Exercise objective: When you reach the line containing "Give one point for each instance of the yellow apartment", start transcribing exactly and continue through the last line of the data, skipping every picture.

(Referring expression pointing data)
-.-.-

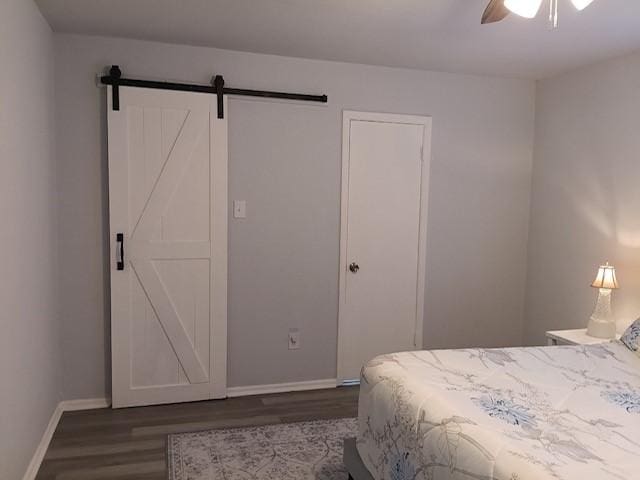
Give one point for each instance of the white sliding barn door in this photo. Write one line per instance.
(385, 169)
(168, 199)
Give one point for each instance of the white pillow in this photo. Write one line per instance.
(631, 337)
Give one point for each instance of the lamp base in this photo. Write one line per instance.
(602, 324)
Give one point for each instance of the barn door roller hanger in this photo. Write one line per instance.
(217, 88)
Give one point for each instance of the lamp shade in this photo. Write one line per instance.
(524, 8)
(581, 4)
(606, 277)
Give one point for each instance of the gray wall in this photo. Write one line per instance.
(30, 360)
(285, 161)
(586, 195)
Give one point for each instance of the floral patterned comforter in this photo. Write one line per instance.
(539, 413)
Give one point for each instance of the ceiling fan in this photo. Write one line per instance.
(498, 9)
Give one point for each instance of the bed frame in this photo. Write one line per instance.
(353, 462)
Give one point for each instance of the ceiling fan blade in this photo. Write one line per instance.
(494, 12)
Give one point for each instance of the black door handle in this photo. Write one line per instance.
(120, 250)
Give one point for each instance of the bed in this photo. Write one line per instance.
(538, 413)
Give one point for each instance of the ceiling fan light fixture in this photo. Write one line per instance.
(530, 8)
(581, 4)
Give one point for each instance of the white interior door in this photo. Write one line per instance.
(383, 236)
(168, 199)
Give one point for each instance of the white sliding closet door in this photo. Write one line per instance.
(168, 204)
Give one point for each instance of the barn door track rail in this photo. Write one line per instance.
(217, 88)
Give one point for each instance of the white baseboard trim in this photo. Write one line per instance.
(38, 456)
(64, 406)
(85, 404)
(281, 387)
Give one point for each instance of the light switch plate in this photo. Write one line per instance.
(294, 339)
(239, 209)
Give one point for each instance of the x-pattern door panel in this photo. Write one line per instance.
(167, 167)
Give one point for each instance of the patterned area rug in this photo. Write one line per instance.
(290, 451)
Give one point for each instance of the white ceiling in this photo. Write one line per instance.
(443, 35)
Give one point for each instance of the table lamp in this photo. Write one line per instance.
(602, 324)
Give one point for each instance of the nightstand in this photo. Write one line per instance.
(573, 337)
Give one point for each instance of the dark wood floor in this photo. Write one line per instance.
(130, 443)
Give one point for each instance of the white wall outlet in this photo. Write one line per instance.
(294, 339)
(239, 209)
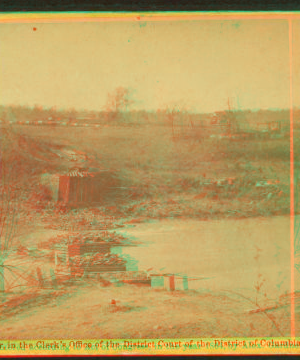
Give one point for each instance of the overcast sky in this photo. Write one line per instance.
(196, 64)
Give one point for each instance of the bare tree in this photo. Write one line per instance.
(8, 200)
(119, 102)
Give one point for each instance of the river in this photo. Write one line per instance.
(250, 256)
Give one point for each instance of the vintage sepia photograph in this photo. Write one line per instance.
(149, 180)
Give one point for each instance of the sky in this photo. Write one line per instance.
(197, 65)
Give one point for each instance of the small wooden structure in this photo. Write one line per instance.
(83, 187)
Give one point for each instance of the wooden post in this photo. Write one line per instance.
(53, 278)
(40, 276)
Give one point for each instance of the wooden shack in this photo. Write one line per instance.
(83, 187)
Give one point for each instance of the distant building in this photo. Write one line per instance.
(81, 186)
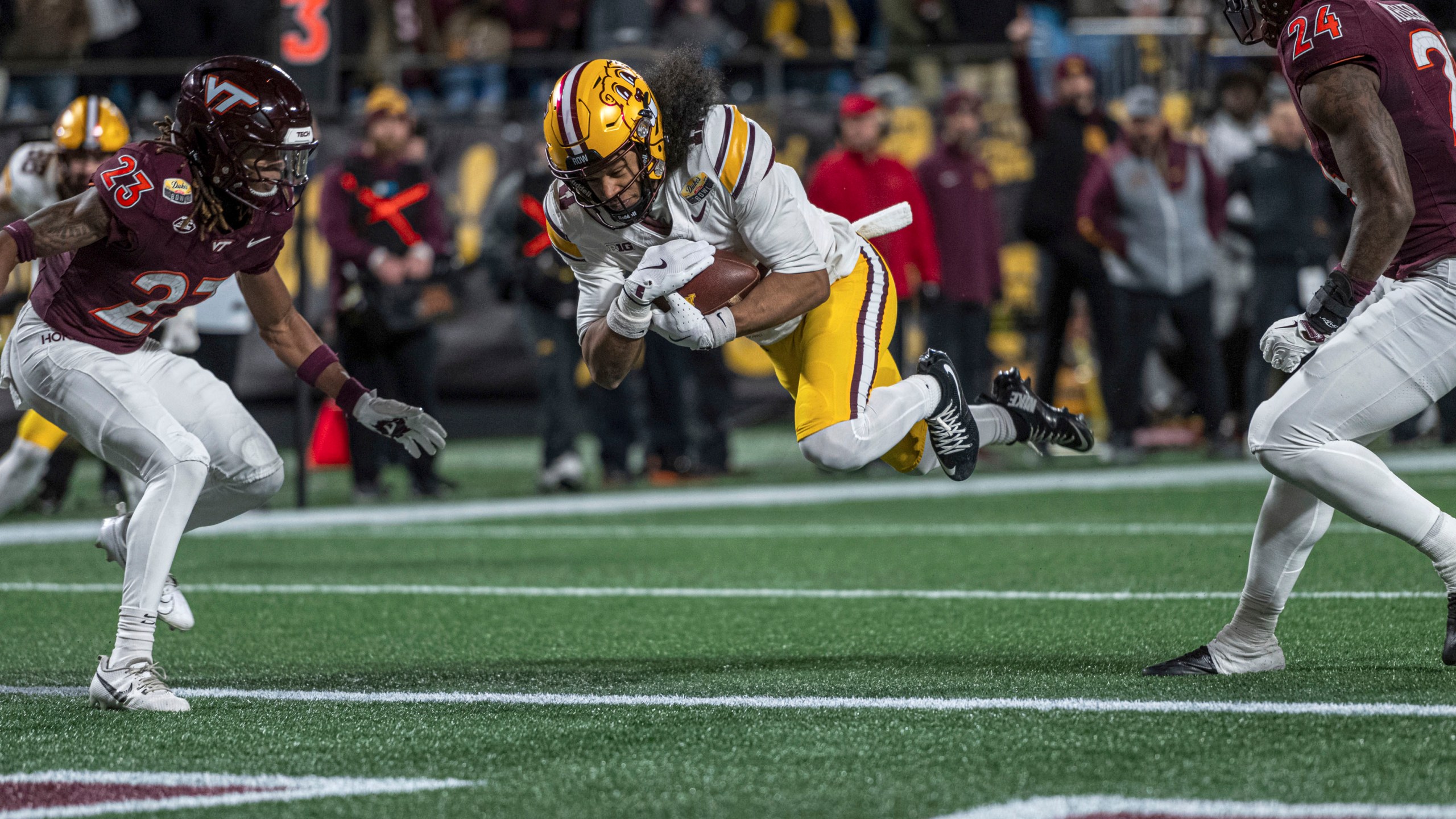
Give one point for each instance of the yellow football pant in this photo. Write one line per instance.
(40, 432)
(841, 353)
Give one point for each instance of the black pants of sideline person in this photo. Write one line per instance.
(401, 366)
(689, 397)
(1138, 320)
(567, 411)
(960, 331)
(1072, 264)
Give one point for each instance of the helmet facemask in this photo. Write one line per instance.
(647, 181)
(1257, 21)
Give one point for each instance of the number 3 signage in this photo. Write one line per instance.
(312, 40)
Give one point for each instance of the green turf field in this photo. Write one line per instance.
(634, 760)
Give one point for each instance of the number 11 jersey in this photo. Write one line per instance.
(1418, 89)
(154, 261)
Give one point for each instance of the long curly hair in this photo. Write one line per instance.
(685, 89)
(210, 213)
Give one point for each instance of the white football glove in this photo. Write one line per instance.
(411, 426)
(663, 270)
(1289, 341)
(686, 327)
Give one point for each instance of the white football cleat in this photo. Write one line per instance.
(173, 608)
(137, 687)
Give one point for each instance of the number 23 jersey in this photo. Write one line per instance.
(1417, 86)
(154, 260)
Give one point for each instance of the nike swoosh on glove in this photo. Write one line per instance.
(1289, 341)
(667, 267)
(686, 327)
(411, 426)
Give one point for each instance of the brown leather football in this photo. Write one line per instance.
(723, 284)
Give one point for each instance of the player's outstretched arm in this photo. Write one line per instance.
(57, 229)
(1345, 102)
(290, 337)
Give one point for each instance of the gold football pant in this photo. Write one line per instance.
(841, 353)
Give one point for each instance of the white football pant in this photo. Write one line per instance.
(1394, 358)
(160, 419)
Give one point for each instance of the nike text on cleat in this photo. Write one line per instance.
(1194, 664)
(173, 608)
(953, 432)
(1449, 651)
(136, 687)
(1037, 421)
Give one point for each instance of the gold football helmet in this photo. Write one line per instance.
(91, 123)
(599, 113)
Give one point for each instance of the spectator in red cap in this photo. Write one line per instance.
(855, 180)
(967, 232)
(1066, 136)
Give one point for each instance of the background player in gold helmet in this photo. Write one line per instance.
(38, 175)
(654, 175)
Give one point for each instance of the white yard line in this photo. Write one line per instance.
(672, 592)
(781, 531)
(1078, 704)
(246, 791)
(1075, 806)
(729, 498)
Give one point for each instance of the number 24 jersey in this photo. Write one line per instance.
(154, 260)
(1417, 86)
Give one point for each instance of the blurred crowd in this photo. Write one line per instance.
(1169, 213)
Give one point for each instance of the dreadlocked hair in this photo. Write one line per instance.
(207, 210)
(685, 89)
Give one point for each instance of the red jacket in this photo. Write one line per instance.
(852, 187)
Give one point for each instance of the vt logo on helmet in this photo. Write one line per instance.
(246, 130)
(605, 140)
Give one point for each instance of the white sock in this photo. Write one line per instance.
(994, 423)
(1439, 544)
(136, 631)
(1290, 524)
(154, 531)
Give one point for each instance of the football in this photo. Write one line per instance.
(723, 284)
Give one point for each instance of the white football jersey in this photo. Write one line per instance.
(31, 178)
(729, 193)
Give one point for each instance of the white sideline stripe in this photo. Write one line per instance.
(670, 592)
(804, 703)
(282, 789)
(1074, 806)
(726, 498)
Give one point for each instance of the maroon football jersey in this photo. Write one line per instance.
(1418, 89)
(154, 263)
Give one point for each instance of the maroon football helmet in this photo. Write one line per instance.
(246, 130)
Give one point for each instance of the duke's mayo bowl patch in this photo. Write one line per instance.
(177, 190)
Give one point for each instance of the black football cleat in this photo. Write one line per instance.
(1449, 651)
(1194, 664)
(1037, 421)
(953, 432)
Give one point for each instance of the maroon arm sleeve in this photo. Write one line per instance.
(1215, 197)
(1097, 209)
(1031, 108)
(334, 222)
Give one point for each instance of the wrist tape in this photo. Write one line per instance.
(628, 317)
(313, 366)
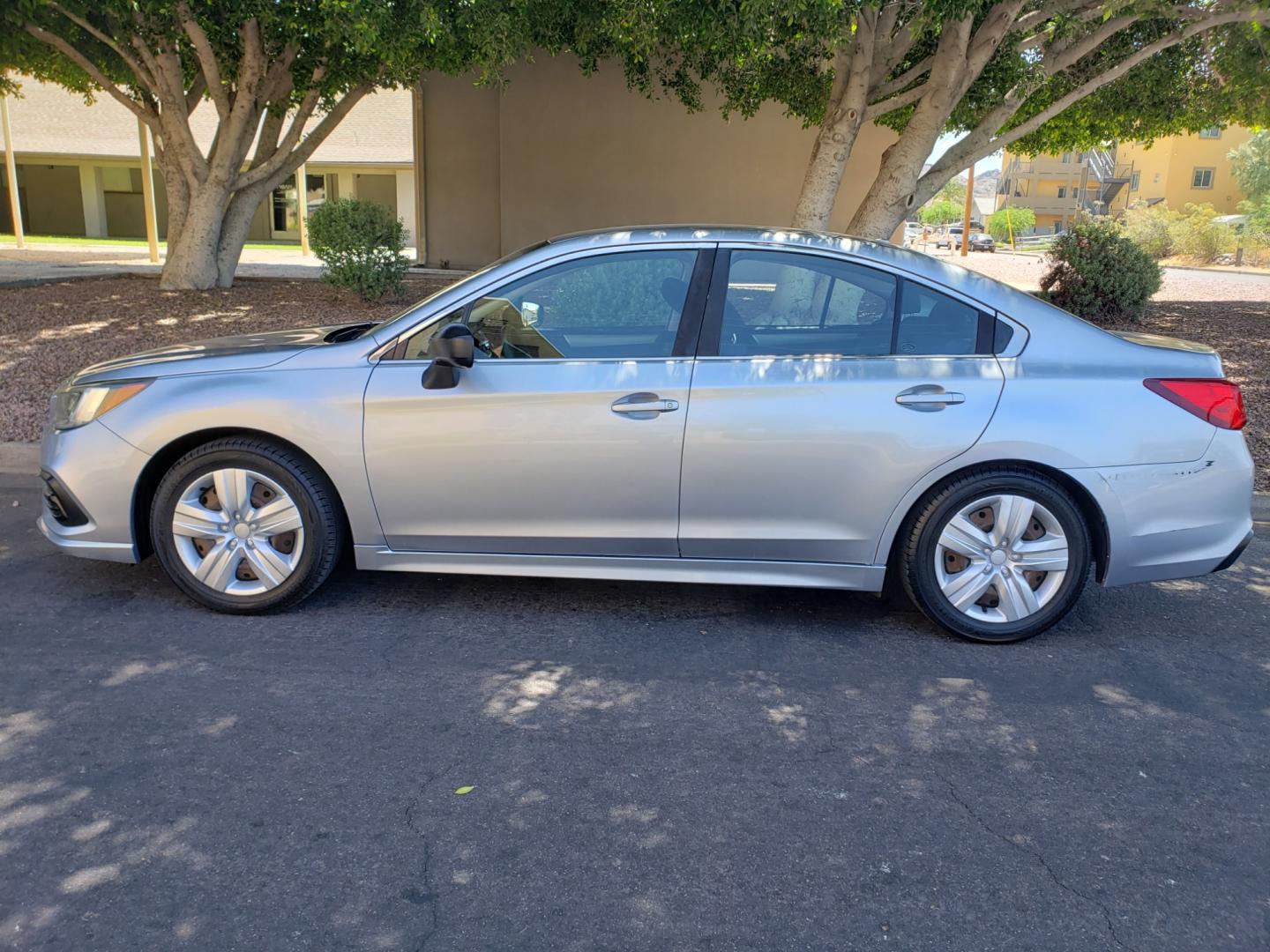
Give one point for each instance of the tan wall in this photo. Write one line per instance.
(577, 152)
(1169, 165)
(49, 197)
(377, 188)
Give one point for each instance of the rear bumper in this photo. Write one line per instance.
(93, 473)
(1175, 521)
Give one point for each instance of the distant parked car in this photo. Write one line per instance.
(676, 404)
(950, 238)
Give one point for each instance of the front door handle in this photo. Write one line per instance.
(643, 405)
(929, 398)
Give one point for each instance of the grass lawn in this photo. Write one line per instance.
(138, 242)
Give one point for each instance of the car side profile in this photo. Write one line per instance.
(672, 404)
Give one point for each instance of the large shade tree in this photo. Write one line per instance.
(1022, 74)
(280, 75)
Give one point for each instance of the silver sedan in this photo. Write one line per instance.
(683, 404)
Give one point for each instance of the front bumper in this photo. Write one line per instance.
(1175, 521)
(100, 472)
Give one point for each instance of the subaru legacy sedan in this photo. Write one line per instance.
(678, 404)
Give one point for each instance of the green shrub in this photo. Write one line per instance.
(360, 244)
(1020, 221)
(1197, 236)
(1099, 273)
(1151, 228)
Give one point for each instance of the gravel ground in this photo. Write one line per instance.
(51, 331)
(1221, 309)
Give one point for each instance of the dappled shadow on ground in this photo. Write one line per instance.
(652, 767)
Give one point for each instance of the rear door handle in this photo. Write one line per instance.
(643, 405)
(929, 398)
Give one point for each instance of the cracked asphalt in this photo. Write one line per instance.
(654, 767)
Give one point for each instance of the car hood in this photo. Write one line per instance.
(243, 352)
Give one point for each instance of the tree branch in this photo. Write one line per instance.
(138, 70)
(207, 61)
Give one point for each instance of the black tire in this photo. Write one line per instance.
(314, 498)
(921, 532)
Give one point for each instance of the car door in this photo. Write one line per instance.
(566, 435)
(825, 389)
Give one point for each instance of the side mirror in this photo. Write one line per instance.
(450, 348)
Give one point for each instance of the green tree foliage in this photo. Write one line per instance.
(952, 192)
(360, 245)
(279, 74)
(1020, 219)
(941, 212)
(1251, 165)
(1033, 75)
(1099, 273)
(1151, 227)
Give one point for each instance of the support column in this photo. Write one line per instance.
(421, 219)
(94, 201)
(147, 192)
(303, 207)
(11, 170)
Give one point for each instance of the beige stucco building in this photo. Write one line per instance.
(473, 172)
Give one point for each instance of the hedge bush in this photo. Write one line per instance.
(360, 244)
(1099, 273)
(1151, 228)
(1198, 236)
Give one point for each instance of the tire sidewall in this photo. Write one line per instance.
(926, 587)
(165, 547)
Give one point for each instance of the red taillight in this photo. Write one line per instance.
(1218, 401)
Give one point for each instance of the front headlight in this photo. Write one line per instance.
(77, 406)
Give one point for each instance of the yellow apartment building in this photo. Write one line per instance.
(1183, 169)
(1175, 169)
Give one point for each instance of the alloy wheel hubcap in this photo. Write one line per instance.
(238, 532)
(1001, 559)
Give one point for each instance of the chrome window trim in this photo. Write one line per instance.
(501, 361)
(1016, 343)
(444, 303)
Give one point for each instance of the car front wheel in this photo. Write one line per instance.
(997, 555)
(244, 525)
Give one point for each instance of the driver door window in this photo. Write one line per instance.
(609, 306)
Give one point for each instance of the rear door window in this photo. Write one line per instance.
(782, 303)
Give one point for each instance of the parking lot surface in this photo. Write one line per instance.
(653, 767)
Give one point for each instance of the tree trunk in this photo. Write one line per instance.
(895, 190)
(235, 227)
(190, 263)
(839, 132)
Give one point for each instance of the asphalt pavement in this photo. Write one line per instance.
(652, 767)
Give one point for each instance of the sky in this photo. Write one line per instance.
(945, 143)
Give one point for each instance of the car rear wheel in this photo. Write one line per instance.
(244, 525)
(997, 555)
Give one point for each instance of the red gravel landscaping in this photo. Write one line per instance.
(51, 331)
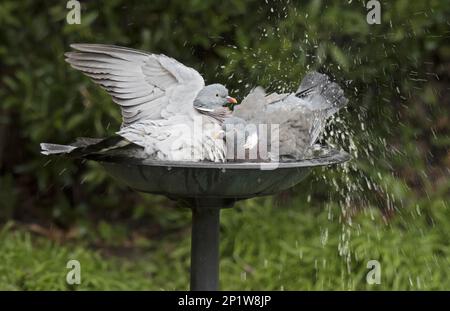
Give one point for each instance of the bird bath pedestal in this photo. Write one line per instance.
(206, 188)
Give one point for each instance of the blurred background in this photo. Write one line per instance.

-.-.-

Response for this exercise:
Give one point for each instance of the yellow apartment building in this photo. Write one line per instance.
(1183, 169)
(1175, 169)
Give one point for each instance of the alloy wheel hubcap in this photo. Write one line per instance.
(238, 532)
(1001, 559)
Give one point for each instance of the chrome window trim in this photo. Write one line per instance.
(501, 361)
(1016, 343)
(444, 303)
Give one point for each instance of the car front wheel in this photo. Write one line per instance.
(997, 555)
(244, 525)
Give one point for each instance of the driver door window in this photo. Write one line per instance.
(609, 306)
Give one point for each instance of the rear door window in this photo. Write one line per instance.
(782, 303)
Give one point for each instance of the parking lot surface in this photo. Write one line per instance.
(653, 767)
Give one point for each instance of the tree trunk in this photo. Write one line per instance.
(895, 190)
(235, 227)
(190, 263)
(839, 132)
Give one point for each instance of the asphalt pavement in this photo. Write one line per instance.
(652, 767)
Give one point for each instance of the sky in this photo. Write one line per instance.
(945, 143)
Give one point for each instance of the car rear wheel in this photo. Write one line per instance.
(244, 525)
(997, 555)
Give one point for each instance of the red gravel landscaping in this photo. Write one line per instance.
(51, 331)
Give one point for each instance of the bird bath pedestal in this photo. Write one line per instance.
(206, 188)
Give one point for each instance of the blurred background in this photo. Write one line per instance.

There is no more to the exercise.